#### [抜粋テキスト]

************

本事例を整理すると以下のようになります。

  • 1か月前から、不眠症状、食欲低下、集中困難、意欲の低下など、抑うつ症状が出現した。
  • 休日は部屋に引きこもりがちとなり、飲酒量が増加。周囲からの問いかけに対する反応も鈍くなっている。
  • 先行きに対する絶望感を訴えている。

問題文から把握できる範囲でも、重篤な抑うつ症状があることがわかります。

発端は環境の変化(昇進)ではありますが、①症状が重篤であること、②飲酒など不適切な対処法をとっていることから、薬物療法・入院治療が選択される可能性が高く、自殺のリスクも高い状態と考えられます。

************

[保存済みエントリ]
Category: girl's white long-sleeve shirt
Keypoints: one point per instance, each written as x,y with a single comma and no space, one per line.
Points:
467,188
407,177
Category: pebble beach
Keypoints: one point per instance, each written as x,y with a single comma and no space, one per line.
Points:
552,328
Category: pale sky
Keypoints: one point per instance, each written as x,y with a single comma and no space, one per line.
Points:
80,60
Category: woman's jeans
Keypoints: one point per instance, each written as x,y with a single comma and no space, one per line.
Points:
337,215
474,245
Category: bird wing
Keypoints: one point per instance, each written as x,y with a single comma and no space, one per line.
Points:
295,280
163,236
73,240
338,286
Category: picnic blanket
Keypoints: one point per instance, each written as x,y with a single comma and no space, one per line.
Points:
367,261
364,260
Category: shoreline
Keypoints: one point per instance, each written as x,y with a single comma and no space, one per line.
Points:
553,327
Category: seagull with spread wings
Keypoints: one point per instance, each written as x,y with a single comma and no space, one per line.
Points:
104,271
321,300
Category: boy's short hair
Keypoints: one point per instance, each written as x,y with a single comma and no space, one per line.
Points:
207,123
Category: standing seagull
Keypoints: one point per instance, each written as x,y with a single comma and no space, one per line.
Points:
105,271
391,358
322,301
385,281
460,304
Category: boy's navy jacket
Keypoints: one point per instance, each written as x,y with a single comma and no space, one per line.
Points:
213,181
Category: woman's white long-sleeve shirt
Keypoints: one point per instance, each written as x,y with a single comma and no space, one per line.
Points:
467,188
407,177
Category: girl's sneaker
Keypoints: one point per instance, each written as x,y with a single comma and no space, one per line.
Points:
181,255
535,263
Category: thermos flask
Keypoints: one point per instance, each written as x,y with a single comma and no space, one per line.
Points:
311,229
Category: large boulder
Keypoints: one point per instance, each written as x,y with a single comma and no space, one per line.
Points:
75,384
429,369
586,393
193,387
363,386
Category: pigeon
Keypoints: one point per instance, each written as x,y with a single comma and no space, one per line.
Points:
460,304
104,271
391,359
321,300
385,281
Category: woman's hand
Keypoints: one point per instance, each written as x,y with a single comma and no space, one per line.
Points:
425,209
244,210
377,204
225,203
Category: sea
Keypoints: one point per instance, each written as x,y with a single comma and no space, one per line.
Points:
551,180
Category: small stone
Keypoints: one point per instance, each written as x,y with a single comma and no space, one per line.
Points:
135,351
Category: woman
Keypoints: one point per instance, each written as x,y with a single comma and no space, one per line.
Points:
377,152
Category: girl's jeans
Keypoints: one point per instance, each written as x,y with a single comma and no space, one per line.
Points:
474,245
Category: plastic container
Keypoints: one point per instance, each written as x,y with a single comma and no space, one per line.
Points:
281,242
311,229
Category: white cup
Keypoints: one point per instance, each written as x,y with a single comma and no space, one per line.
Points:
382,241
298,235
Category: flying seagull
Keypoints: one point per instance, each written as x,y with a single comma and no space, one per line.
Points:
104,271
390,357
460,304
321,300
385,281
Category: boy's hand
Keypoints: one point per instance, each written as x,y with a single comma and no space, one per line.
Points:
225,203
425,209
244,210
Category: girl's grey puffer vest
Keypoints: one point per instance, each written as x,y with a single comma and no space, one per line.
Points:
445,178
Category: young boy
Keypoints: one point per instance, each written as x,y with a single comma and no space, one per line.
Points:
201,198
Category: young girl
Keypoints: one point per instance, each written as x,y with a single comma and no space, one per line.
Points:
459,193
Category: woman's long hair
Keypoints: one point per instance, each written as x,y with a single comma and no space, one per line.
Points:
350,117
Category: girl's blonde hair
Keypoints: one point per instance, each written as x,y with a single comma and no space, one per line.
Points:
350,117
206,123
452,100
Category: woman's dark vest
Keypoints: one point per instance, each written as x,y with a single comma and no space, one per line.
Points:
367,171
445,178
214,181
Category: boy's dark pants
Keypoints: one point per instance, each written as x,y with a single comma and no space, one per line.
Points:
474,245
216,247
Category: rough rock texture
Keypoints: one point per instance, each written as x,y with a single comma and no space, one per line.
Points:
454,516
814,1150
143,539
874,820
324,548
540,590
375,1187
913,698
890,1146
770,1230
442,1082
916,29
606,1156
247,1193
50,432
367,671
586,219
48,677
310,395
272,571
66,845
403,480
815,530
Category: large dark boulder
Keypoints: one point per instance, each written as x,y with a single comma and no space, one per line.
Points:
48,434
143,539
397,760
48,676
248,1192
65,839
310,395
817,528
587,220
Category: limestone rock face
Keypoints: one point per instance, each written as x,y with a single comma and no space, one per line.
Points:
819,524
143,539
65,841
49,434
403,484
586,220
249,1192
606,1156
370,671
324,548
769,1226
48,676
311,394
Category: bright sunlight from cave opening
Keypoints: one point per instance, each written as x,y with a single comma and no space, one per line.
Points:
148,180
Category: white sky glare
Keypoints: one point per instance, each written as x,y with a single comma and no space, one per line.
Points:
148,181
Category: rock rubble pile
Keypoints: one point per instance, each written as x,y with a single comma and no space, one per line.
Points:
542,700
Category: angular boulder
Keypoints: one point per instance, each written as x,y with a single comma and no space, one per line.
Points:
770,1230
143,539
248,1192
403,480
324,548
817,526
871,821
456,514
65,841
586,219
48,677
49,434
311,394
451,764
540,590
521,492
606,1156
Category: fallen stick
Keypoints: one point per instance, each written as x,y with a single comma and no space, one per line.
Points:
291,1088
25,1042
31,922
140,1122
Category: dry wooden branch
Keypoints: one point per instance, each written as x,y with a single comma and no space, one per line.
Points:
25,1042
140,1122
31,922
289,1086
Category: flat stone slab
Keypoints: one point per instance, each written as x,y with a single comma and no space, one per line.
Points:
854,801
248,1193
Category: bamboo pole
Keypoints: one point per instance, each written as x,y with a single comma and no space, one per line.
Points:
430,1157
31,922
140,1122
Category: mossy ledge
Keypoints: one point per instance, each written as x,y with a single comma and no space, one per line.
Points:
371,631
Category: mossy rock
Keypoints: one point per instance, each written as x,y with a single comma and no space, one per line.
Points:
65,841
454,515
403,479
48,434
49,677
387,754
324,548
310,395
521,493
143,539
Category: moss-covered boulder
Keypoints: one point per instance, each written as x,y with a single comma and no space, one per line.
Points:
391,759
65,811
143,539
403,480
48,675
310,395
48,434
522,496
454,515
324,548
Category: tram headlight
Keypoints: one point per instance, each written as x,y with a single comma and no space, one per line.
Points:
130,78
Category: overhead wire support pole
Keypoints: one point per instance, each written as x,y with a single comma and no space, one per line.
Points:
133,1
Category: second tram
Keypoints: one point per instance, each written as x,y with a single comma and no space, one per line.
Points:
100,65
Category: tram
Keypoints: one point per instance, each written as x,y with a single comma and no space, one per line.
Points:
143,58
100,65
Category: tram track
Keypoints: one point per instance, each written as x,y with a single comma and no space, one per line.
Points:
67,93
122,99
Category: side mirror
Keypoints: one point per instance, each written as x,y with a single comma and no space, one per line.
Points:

************

#### [演習課題]
a - 抑うつ事例の文章について、次の記述(i)〜(iii)が内容と一致するかを判定してください。それぞれ「はい」か「いいえ」で答え、判断の根拠となる文言を原文どおり引用すること。(i) 抑うつ症状は1か月前から出現している。(ii) 休日には飲酒量が減っている。(iii) 発端は昇進という環境の変化である。
b - 抑うつ事例の文章を、最後の文に続けて書き進めてください。
資料はここでは使用しません。

#### [各課題の解答]
a -
(i) はい。「1か月前から、不眠症状、食欲低下、集中困難、意欲の低下など、抑うつ症状が出現した。」
(ii) いいえ。「飲酒量が増加」
(iii) はい。「発端は環境の変化(昇進)ではありますが」

b -
これらのことから、選択肢①「薬物療法が治療の1つになります」、②「入院治療が必要になる可能性があります」、③「できる限り休息をとらせるようにしてください」は、家族に伝える内容として適切な内容となります。

残りの選択肢は④と⑤ですが、選択肢④「今は落ち着いているので自殺の危険性は低いと思います」は現状を鑑みると最も不適切な選択肢といえるでしょう。

また、選択肢⑤「気晴らしに何かをさせることは負担になることもあります」は、思考制止や精神運動抑制も生じているようなうつにはかえって負担となることがあるため、適切な言葉掛けとなりますね。